Esercizio: Restituisci senza alcuna modifica il passo dell'articolo sul suicidio assistito di Massimiliano che va da «Massimiliano, detto Mib, è» a «aiuto al suicidio.».

Testo di riferimento:
-.-.-
Massimiliano, detto Mib, è morto ieri in una clinica svizzera con il suicidio assistito. Il 44enne toscano da sei anni era malato di sclerosi multipla, la malattia era progredita al punto da non essere più autonomo. Lunedì aveva lanciato un appello per «essere aiutato a morire a casa», in Italia, vicino alla famiglia. «Mi sento intrappolato in un corpo che non funziona più» aveva spiegato. A raccontarne il percorso è stata l’associazione Luca Coscioni, a cui l’uomo si era rivolto: «È stato accompagnato in clinica da Felicetta Maltese, attivista della campagna Eutanasia Legale, e da Chiara Lalli, giornalista e bioeticista». Oggi entrambe andranno ad autodenunciarsi ai carabinieri di Firenze: per la loro disobbedienza civile rischiano fino a 12 anni di carcere per il reato di aiuto al suicidio.

ANCHE MARCO CAPPATO, che pure non ha direttamente accompagnato Massimiliano, si autodenuncerà in veste di legale rappresentante dell’associazione Soccorso civile, che ha organizzato e finanziato il viaggio in Svizzera: non essendo tenuto in vita da trattamenti di sostegno vitale, Massimiliano non poteva accedere al suicidio assistito in Italia.
-.-.-
(Descrizioni di regioni in linguaggio naturale)

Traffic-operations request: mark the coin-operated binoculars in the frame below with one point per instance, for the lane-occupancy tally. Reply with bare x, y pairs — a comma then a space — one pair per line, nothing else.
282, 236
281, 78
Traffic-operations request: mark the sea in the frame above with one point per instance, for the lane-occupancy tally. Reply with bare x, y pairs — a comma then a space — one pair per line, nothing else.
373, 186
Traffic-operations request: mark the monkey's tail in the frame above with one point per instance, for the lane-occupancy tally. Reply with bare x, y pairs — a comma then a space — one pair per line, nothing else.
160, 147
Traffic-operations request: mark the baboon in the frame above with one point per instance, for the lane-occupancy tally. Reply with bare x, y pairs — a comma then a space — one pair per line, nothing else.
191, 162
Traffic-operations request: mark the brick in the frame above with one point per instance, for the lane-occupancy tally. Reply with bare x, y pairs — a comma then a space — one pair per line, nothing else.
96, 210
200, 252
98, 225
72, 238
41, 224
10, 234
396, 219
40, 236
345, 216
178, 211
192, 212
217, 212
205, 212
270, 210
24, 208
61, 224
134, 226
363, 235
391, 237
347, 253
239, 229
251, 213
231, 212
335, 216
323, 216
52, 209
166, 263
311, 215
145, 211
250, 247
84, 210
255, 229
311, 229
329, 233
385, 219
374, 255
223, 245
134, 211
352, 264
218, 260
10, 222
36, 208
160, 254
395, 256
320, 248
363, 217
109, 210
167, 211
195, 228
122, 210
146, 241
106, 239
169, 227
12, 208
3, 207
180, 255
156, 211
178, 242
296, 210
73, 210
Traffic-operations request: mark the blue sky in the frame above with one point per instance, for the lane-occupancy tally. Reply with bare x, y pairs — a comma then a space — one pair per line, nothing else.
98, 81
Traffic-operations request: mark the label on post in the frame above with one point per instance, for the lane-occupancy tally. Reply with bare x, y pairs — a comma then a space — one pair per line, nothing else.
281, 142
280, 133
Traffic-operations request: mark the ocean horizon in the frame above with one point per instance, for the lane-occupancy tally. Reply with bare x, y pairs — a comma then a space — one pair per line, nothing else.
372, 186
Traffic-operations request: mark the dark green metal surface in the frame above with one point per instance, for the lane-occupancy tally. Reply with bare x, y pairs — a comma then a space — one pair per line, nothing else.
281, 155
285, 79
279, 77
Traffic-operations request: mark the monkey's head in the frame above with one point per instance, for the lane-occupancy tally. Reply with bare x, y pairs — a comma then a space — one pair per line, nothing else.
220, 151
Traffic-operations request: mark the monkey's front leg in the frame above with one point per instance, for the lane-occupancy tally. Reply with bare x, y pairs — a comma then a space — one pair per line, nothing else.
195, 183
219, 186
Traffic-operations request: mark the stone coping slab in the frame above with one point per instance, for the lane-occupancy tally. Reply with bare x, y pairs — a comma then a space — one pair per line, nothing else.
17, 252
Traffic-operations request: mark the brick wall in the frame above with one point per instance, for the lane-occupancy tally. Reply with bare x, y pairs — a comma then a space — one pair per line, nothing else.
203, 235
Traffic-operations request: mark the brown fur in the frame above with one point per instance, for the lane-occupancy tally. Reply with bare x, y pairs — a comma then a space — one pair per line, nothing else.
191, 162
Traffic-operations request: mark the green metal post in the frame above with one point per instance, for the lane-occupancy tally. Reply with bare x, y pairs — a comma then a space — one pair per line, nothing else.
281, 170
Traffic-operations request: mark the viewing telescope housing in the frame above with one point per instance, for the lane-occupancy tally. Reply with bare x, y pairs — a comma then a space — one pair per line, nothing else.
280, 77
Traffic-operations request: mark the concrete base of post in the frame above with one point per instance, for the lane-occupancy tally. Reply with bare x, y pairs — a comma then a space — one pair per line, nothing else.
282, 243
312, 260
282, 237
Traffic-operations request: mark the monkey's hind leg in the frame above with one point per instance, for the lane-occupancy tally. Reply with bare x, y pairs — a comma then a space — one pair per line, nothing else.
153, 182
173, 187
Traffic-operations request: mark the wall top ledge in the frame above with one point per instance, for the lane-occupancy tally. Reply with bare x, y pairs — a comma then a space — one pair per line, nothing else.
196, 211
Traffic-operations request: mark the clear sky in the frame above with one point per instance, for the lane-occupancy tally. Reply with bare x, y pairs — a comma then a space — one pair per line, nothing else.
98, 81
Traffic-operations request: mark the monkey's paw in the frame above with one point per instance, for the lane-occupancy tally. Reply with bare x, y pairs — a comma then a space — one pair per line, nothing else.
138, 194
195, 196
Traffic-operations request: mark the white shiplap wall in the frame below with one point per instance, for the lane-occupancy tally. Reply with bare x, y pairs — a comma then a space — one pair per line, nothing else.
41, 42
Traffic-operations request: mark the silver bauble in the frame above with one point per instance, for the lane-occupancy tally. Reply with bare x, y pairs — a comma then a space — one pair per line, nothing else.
-.-.-
Risposta finale:
Massimiliano, detto Mib, è morto ieri in una clinica svizzera con il suicidio assistito. Il 44enne toscano da sei anni era malato di sclerosi multipla, la malattia era progredita al punto da non essere più autonomo. Lunedì aveva lanciato un appello per «essere aiutato a morire a casa», in Italia, vicino alla famiglia. «Mi sento intrappolato in un corpo che non funziona più» aveva spiegato. A raccontarne il percorso è stata l’associazione Luca Coscioni, a cui l’uomo si era rivolto: «È stato accompagnato in clinica da Felicetta Maltese, attivista della campagna Eutanasia Legale, e da Chiara Lalli, giornalista e bioeticista». Oggi entrambe andranno ad autodenunciarsi ai carabinieri di Firenze: per la loro disobbedienza civile rischiano fino a 12 anni di carcere per il reato di aiuto al suicidio.